> _WORK TO COMPLETE_:
Report each line of the data below that contains the word "arched", copying every such line in full. Only matches with the same capitalization count.

* Start INFORMATION SUPPLIED *

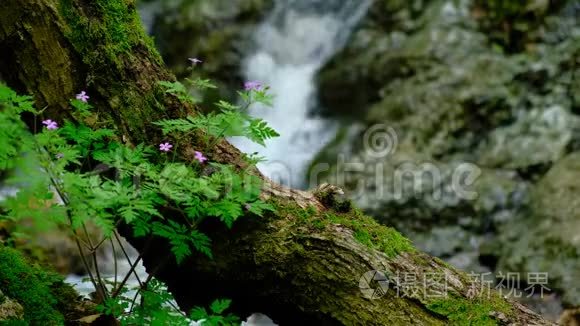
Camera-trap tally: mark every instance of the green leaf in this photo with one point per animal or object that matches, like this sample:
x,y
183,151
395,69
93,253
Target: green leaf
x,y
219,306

* End INFORMATION SUPPLIED *
* Start INFORMATION SUPPLIED *

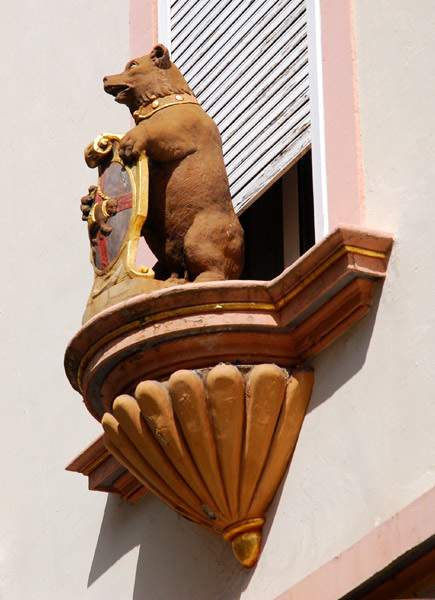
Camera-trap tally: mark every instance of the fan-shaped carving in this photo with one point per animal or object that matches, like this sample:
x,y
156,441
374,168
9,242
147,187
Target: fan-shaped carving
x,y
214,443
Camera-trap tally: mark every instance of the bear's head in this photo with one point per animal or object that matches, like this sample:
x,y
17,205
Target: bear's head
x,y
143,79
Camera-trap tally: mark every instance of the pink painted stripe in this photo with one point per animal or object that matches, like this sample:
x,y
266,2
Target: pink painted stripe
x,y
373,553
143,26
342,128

* End INFORMATION SUPPLIED *
* Start INFORMATION SUPPLIED *

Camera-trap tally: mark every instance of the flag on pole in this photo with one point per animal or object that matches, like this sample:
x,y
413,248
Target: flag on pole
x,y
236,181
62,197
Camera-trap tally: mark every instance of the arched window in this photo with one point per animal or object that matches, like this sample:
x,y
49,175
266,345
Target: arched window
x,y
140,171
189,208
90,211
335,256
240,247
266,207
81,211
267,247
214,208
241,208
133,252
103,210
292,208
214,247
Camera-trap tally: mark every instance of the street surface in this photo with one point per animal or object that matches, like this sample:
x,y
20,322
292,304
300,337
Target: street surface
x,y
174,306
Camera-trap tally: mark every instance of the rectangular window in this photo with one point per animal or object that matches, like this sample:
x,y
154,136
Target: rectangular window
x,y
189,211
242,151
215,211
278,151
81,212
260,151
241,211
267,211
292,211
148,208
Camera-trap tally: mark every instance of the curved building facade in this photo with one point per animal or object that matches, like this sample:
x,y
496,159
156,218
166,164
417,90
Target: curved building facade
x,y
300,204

* End INFORMATION SUPPLIED *

> _FULL SOLUTION_:
Camera-trap tally: mark every instance of the arched window in this photo with one point per animal or object that matches, like this sample:
Target: arched window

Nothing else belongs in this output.